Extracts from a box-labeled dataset
===
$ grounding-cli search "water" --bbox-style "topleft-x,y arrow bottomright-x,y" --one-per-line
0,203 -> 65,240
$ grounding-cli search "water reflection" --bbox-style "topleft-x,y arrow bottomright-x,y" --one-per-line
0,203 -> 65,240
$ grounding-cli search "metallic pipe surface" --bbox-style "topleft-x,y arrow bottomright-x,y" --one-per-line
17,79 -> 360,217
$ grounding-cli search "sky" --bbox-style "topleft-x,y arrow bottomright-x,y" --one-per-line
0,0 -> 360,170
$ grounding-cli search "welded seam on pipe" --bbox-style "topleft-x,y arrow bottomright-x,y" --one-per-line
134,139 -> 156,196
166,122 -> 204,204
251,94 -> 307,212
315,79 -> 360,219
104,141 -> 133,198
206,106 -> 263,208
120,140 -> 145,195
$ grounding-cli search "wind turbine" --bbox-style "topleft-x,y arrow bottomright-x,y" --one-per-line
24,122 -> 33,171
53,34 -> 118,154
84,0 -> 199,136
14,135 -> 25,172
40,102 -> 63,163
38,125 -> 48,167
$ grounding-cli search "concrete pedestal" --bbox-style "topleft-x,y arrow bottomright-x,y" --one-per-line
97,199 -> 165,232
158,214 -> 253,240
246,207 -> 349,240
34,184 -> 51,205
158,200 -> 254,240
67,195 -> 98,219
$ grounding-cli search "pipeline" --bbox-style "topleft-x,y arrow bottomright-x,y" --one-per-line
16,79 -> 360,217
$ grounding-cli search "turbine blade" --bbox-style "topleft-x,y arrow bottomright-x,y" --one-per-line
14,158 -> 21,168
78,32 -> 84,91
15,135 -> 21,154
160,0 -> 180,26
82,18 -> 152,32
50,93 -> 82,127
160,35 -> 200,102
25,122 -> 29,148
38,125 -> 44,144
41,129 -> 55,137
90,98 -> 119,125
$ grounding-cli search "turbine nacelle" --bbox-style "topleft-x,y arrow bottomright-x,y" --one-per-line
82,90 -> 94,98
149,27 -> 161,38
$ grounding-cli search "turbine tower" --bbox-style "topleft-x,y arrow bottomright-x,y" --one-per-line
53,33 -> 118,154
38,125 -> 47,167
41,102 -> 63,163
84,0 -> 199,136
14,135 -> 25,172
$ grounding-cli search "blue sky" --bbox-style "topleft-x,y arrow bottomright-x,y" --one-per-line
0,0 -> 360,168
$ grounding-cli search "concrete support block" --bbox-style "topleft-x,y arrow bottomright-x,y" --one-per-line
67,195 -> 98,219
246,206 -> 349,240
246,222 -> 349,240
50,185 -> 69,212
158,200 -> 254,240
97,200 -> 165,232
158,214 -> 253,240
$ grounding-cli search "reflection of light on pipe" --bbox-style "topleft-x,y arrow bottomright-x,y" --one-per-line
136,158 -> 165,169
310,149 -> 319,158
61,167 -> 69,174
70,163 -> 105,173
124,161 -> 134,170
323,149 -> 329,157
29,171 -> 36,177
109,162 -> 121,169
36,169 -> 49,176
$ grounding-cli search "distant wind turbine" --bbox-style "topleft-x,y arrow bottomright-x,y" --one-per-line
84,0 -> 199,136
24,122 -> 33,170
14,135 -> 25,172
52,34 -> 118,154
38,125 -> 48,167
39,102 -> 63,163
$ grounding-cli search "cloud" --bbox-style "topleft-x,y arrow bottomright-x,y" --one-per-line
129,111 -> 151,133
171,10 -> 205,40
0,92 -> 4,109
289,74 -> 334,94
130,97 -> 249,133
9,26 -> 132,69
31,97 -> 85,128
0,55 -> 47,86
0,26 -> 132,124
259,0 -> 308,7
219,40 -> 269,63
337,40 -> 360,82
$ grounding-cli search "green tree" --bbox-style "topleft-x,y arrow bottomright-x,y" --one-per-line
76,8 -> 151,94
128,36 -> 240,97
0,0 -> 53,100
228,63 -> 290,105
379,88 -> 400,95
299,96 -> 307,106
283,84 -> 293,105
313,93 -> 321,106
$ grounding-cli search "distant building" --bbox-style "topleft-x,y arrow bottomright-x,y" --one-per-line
===
■ GOAL OF THE EXERCISE
Extract every line of the entries above and reproduce each one verbatim, in its original order.

■ THE ANSWER
$ grounding-cli search "water" --bbox-style "topleft-x,y arrow bottomright-x,y" --one-per-line
0,203 -> 65,240
$ grounding-cli search "water reflection" --bbox-style "topleft-x,y arrow bottomright-x,y" --one-per-line
0,203 -> 65,240
$ grounding-cli search "metallic pipe surface" --bbox-style "topleft-x,y arrow bottomright-x,y" --one-per-line
17,79 -> 360,217
$ grounding-cli search "sky" --bbox-style "topleft-x,y arrow bottomright-x,y" --one-per-line
0,0 -> 360,170
$ grounding-cli search "welded seam on pipe" --bbox-style "topleft-x,y arrow bottomright-x,y" --one-per-line
134,139 -> 156,196
166,122 -> 204,204
251,94 -> 307,212
315,79 -> 360,219
104,141 -> 133,198
206,106 -> 263,208
120,140 -> 145,195
$ grounding-cli search "wind turbine" --bbox-style "topleft-x,y arrow bottomright-x,y" --one-per-line
24,122 -> 33,171
53,34 -> 118,154
84,0 -> 199,136
14,135 -> 25,172
40,102 -> 63,163
38,125 -> 48,167
$ grounding-cli search "concrete pedestal" --bbox-style "topleft-x,y arrow bottomright-x,y" --one-per-line
97,199 -> 165,232
158,214 -> 253,240
246,207 -> 349,240
34,184 -> 51,205
158,200 -> 254,240
67,195 -> 98,219
$ grounding-cli search "pipeline" --bbox-style "topleft-x,y arrow bottomright-x,y" --one-per-line
16,79 -> 360,217
$ grounding-cli search "turbine blade" --bbox-style "topleft-x,y arrow bottomright-x,y" --one-per-line
14,158 -> 21,168
78,32 -> 84,91
15,135 -> 21,154
160,0 -> 180,26
82,18 -> 152,32
50,93 -> 82,127
160,35 -> 200,102
25,122 -> 29,148
38,125 -> 44,144
41,129 -> 55,137
90,98 -> 119,125
$ grounding-cli search "turbine nacelle" --bbox-style "topleft-x,y arrow bottomright-x,y" --one-per-line
82,90 -> 94,98
149,27 -> 161,38
$ grounding-cli search "turbine tower" --bbox-style "topleft-x,y arrow bottomright-x,y" --one-per-line
53,33 -> 118,154
38,125 -> 47,167
41,102 -> 63,163
84,0 -> 199,136
14,135 -> 25,172
$ grounding-cli search "blue sky" --bbox-style "topleft-x,y arrow bottomright-x,y" --one-per-line
0,0 -> 360,168
$ grounding-cli search "concrete support block" --bbox-style "topleft-x,y arrow bottomright-x,y" --one-per-line
67,195 -> 98,219
246,206 -> 349,240
246,222 -> 349,240
50,185 -> 69,212
158,200 -> 254,240
97,200 -> 165,232
158,214 -> 253,240
$ grounding-cli search "reflection of light on pipe" --bbox-style "topleft-x,y arrow bottomright-x,y" --one-per-line
136,158 -> 165,169
310,149 -> 319,158
61,167 -> 69,174
70,163 -> 105,173
124,161 -> 134,170
323,149 -> 329,157
29,171 -> 36,177
109,162 -> 121,169
36,169 -> 49,176
$ grounding-cli search "distant wind turbine" --bbox-style "topleft-x,y arrow bottomright-x,y" --one-per-line
84,0 -> 199,136
24,122 -> 33,170
14,135 -> 25,172
52,34 -> 118,154
38,125 -> 48,167
39,102 -> 63,163
$ grounding-cli search "cloud" --bbox-style "topleft-x,y arrow bottomright-x,y" --one-per-line
129,111 -> 151,133
171,10 -> 205,40
0,92 -> 4,109
289,74 -> 334,94
130,97 -> 249,133
9,26 -> 132,69
31,97 -> 85,128
0,55 -> 47,86
0,26 -> 132,124
259,0 -> 308,7
219,40 -> 269,63
337,40 -> 360,82
$ grounding-cli search "green tree" --bbox-style "topleft-x,y arrow bottomright-x,y" --one-per-line
76,8 -> 151,94
128,36 -> 240,97
0,0 -> 53,100
228,63 -> 290,105
379,88 -> 400,95
299,96 -> 307,106
283,84 -> 293,105
313,93 -> 321,106
$ grounding-cli search "distant building" --bbox-style "topleft-x,y arrow bottomright-x,y" --one-per-line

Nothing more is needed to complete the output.